_The problem_
Say whether each statement agrees with the Ready Player One review below, answering yes or no and quoting the deciding words: 1. The story takes place in 2045. 2. Simon Pegg plays James Halliday. 3. The contest winner gains both Halliday's wealth and control of the game.

Ready Player One ** ½
Dir: Steven Spielberg
Starring: Tye Sheridan, Olivia Cooke, Ben Mendelsohn, Mark Rylance, Simon Pegg, T.J. Miller.
It’s 2045 and in a dystopian world, the general populace finds solace from the harsh realities that surround them by escaping into a massive online virtual reality MMORPG (Massively multiplayer online role-playing game) called the OASIS. When the games creator, the eccentric James Halliday (Mark Rylance) dies, he sets up a contest set in the OASIS itself, the winner of which inherits Halliday’s entire wealth and the control of the game as well. Practically the whole world is participating in this contest, including young Wade Watts (Tye Sheridan). Can Wade - with the help of a few online friends – solve the clues, overcome multiple odds and dangerous opponents, and win the contest?

_Stored rows_

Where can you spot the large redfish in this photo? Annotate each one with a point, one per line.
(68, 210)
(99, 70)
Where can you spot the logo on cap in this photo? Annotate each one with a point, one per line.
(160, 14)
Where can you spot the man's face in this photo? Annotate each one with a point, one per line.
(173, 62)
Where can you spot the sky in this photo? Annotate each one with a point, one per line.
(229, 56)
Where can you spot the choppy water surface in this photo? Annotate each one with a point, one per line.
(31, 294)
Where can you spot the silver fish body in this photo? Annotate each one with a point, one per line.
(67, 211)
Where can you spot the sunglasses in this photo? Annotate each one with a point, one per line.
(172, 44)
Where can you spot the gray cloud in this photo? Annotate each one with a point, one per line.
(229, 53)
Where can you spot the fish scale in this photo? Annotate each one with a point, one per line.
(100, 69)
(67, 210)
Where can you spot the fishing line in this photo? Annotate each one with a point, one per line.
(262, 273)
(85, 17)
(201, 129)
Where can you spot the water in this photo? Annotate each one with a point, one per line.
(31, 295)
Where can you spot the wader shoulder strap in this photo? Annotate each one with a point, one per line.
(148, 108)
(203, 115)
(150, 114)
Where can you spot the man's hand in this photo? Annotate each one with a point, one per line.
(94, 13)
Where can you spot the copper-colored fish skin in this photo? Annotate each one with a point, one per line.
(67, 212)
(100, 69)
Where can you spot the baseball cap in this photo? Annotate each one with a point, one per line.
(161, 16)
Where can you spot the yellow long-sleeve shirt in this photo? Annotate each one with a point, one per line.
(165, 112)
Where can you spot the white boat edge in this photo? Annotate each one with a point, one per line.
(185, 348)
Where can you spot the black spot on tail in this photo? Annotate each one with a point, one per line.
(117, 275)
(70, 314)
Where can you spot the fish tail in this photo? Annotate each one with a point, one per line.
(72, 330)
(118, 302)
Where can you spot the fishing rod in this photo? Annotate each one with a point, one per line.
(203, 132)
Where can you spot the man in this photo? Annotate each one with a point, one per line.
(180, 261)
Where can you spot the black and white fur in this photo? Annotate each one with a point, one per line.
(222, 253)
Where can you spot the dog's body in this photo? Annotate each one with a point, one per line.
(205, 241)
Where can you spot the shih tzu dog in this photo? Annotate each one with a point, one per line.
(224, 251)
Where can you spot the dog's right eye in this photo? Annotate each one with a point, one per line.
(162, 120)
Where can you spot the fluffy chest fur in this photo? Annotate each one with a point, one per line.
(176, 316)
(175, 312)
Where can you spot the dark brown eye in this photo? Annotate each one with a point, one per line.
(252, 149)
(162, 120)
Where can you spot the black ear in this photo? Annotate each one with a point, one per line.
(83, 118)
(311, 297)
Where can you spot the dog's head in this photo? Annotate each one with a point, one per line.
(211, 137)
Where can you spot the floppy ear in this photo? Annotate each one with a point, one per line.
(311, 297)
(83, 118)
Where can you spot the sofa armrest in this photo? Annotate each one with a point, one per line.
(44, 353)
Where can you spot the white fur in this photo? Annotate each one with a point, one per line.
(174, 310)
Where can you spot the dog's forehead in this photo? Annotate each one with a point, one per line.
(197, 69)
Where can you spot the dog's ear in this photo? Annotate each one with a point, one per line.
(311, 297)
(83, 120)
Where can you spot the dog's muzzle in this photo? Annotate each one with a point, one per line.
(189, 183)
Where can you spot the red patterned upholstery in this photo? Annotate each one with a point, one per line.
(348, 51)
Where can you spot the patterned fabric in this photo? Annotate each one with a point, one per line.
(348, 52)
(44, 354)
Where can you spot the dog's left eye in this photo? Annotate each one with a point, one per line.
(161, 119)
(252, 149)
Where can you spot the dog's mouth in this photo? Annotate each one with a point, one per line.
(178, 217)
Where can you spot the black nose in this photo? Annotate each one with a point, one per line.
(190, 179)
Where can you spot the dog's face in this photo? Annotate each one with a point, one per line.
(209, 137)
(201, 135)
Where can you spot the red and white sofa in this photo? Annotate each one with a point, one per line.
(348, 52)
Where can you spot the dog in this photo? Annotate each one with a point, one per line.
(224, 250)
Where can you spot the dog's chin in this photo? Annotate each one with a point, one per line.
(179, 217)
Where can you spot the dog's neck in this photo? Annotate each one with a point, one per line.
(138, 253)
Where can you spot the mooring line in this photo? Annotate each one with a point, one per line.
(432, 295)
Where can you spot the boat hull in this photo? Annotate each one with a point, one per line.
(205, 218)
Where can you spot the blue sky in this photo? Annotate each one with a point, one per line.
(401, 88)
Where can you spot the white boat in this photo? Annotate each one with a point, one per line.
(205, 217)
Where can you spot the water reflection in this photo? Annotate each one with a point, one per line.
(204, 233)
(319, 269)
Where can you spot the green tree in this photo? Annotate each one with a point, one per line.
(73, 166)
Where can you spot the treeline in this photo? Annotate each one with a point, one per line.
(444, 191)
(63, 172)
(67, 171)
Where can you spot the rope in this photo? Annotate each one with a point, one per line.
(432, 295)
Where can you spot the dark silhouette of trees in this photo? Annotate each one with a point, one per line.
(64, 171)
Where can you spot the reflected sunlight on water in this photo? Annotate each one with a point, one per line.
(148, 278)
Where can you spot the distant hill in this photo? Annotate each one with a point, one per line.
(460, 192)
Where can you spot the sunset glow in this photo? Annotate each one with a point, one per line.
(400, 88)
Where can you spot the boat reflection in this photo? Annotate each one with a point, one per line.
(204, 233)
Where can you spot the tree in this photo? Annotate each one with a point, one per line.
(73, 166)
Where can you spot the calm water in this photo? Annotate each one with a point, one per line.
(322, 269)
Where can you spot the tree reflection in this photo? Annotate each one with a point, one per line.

_Exercise answer_
1. Yes: "It’s 2045 and in a dystopian world"
2. No: "the eccentric James Halliday (Mark Rylance)"
3. Yes: "the winner of which inherits Halliday’s entire wealth and the control of the game as well"